[Opening Task input section]
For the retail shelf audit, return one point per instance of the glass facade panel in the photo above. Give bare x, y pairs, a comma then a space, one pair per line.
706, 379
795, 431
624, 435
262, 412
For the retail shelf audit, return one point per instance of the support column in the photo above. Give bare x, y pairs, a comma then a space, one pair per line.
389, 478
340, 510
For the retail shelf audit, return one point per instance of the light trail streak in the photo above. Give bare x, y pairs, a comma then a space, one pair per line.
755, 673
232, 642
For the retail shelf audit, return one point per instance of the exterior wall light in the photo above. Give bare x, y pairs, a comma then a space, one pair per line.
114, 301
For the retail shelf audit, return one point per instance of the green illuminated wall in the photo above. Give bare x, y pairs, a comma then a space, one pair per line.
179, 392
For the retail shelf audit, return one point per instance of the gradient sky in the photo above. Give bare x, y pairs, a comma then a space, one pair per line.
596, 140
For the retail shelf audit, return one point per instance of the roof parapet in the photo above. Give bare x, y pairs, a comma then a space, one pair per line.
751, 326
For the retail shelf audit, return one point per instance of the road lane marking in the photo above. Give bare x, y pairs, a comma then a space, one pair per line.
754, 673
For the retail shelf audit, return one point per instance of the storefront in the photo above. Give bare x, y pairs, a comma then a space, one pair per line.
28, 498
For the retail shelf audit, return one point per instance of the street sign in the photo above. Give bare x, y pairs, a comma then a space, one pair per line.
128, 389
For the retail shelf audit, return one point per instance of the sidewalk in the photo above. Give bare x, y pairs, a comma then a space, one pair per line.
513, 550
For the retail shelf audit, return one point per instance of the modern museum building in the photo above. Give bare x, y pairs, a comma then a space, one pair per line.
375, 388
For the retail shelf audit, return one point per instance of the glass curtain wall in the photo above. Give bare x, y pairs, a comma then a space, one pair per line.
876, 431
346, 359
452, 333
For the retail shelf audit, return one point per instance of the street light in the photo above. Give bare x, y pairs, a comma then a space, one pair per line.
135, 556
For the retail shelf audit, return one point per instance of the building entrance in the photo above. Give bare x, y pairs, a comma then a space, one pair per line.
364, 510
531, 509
[Closing Task input section]
Transcribe each line of the listing exactly.

*Task answer*.
For the retail shelf audit, return one point per instance of the glass facade panel in the photo above. Give bare x, y pairs, a comma then a space, one pair per line.
706, 379
795, 431
624, 435
262, 412
For the retail shelf audit, return one point per instance of the support column in the photo above. Give bare x, y pairs, a comma then a space, one pair per line.
389, 478
340, 510
For the retail shelf audit, return one point per instance of the light trail streak in the photo above. Give bare x, y pairs, a comma then a space, one pair per line.
755, 673
232, 642
For the retail shelf audit, return one point per instance of the exterior wall light in the photo above. Give bare x, y pairs, a comma then a space, one pair per line.
114, 301
For the retail shelf audit, return one point per instance of the green illuminated wall in the photo above. Give bare x, y pairs, a comma then a space, one pair per line.
179, 392
For the retail shelf audit, return one point per instance of the gradient sky in the photo above. Give bare x, y pairs, a comma then a space, one pair per line.
596, 140
For the retail shelf audit, return one point per instance of the roof parapet in the photo above. Give bare x, y pairs, a comma then a space, one pair per line.
751, 326
For the retail shelf audit, return one point per instance of the road lane marking in the photo above. Give bare x, y pairs, a comma then a space, one pair per line.
754, 673
For the retail shelf audit, return one point per instance of the storefront in the photo above. Give bare x, y pairs, a comma then a space, one pair per line.
28, 498
For the retail shelf audit, return one point per instance of the street sign in the photo above. Give bare x, y pairs, a comma then a space, one pair per line.
128, 389
For the retail shelf audit, return one point per instance of the sidewalk in the photo above. Give bare x, y pairs, a comma then a space, one pair per line.
513, 550
For the retail shelf audit, return one point per instance of the modern museum building in the photo above. Give bare x, y pairs, a comma then a space, one pair per line.
375, 388
For the retail shelf audit, return one point per instance of the glass curtain wall in the photo above. Give bare x, y pairs, a comma then a space, one pair per line.
876, 431
346, 359
452, 333
For the retail shelf audit, return one point per instance of the street light in the photo above. Give bare x, y pairs, a comma then a space, one pair per line.
135, 556
For the retail shelf audit, return one point per instance of the building entrance in the photo above. Give bare x, y pairs, a comma then a space, one pair per line.
364, 510
531, 509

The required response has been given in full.